» Provided passage
——
Class Management Systems Monitor Students' Monitors
Classroom-management systems let teachers see what students are doing.
Maura Hendrickson didn’t like peering over her elementary school students’ shoulders while they worked on desktop computers. Yet, with no other way to see their monitors, it was the best defense she had against a student getting distracted, falling behind, and doing poorly.
“The pain it takes [for students] to sit there and wait for someone to help can be [frustrating],” says Hendrickson, an integration specialist at Lincoln Elementary School in the 8,000-student Grand Island, Neb., school district. “You may have become disconnected with what you’re working on.”
But with Apple Remote Desktop, or ARD, the Grand Island district’s classroom-management software, Hendrickson can watch students work on lessons from her own machine, guide them through tough problems, distribute documents or software to multiple students’ hard drives, and show slides for lectures directly on their monitors.
“This is a very funky thing,” Hendrickson says. “It’s not just something you can imagine. It’s hard to believe one piece of software can control all those machines.”
As schools become increasingly dependent on computer labs and 1-to-1 computing approaches, more are enlisting ARD or similar software from competitors like Orem, Utah-based LanSchool or Calgary, Alberta-based SMART Technologies to help save time, money, and other resources.
Typically, the software allows teachers or administrators to take over multiple machines on a network at once and either operate them as if they were sitting at the keyboard or just peer in on the student’s use of the machine. The idea is to help teachers keep tabs on students in 1-to-1 computing environments, but more savvy instructors say the software is much more flexible than that.
——
» Exercise A
Starting at the line that contains "Where can you spot the white" and ending at the last line of the records, write those records out again with their requests, and shift every coordinate number in the answers by -98.
» Exercise B
Extend the article on classroom-management software beyond its final sentence.
The article and the records have nothing to do with each other.

Stored data entries:
——
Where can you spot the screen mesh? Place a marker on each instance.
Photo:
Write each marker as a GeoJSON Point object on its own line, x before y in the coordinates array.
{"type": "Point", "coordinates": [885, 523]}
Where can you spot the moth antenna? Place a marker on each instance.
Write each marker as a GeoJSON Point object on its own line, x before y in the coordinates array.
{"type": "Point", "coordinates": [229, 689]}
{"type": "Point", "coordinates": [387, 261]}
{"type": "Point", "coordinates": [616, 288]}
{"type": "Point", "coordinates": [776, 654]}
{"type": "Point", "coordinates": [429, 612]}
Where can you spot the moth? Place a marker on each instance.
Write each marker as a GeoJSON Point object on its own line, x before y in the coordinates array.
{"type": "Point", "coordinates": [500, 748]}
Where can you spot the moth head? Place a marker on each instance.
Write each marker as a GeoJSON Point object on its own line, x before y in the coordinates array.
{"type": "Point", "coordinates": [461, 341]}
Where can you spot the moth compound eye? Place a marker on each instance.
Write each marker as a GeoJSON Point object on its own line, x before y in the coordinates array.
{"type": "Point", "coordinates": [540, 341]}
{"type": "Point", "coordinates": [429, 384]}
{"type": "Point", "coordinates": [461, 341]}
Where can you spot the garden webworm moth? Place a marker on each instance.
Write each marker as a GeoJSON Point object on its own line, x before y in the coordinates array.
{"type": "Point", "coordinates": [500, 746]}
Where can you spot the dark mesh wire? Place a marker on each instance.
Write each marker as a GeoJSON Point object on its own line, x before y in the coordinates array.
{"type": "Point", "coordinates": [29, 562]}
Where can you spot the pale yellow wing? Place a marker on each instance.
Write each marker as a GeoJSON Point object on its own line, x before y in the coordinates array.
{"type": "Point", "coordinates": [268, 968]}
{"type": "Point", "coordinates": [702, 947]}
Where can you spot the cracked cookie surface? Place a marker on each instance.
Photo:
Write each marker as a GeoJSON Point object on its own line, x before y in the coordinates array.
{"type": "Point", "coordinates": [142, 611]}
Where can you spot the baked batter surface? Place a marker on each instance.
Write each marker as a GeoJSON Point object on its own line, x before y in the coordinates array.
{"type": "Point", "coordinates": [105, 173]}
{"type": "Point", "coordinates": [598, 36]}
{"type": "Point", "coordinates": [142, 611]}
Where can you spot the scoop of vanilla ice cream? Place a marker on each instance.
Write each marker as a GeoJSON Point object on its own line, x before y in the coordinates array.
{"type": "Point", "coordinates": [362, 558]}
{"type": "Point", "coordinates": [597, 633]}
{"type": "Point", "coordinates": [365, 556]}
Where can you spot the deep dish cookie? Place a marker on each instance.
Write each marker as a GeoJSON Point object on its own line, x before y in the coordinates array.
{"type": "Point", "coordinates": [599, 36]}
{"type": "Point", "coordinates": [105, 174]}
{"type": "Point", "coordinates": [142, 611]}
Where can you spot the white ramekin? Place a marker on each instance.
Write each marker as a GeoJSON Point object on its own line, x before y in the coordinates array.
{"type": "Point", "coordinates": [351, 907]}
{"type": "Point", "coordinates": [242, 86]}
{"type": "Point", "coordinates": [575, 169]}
——
» Right answer A
Where can you spot the white ramekin? Place a marker on each instance.
Write each marker as a GeoJSON Point object on its own line, x before y in the coordinates array.
{"type": "Point", "coordinates": [253, 809]}
{"type": "Point", "coordinates": [144, -12]}
{"type": "Point", "coordinates": [477, 71]}

» Right answer B
“I find new uses for it all the time,” says Kelley Ward, who teaches instructional technology at Barr Middle School in the Grand Island district and has utilized ARD to take inventory of technology hardware and documents for students who either don’t know how to open them, or don’t have access.
Benefits and Drawbacks
Yet with models for computer-based instruction evolving and concerns about online privacy growing, how best to incorporate classroom-management software into learning is open to debate.
Ted Lai, the director of technology and media services for the 13,600-student Fullerton school system in California, is among the technology experts who say overuse of classroom-management software can counteract the benefits of computer-based learning.
While 2,200 students at nine of the Fullerton district’s elementary and middle schools participate in a 1-to-1 program with school-issued Apple iBooks or MacBooks, Lai estimates only 5 percent of the teachers in 1-to-1 environments regularly use ARD. And while he praises teachers who use it to improve instruction, he cautions that using classroom-management software can feed a teacher’s instincts to remain at the center of the learning process, the so-called “sage on the stage” approach that good use of technology is supposed to counteract.
“I think that one of the biggest things [in using technology] is to differentiate learning as much as possible so that students are not just listening to lectures, but that students are directing learning and discoveries,” Lai says. “In our district, we haven’t pushed a system like this as much as we’ve pushed an environment where we can monitor in a different way.”
Lai encourages teachers to use ARD to display how students have successfully solved a problem during a lesson, but not to use it to replace face-to-face interactions.
At the 1,300-student Hemlock public schools in Michigan, technology coordinator Tom Lockwood is preparing to pilot a 1-to-1 computing program with special education and Title I students, though details of who is issued how many laptops or netbooks haven’t been finalized.
Lockwood says the LanSchool software the district uses is essential to help a small school system expand its technology profile. And in his district it is particularly useful for teachers who can use the software to lead students through calculations in high school accounting courses, or features of computer-aided design. He adds that it could also hold an appeal for districts wishing to conserve resources and teachers wishing to conserve energy.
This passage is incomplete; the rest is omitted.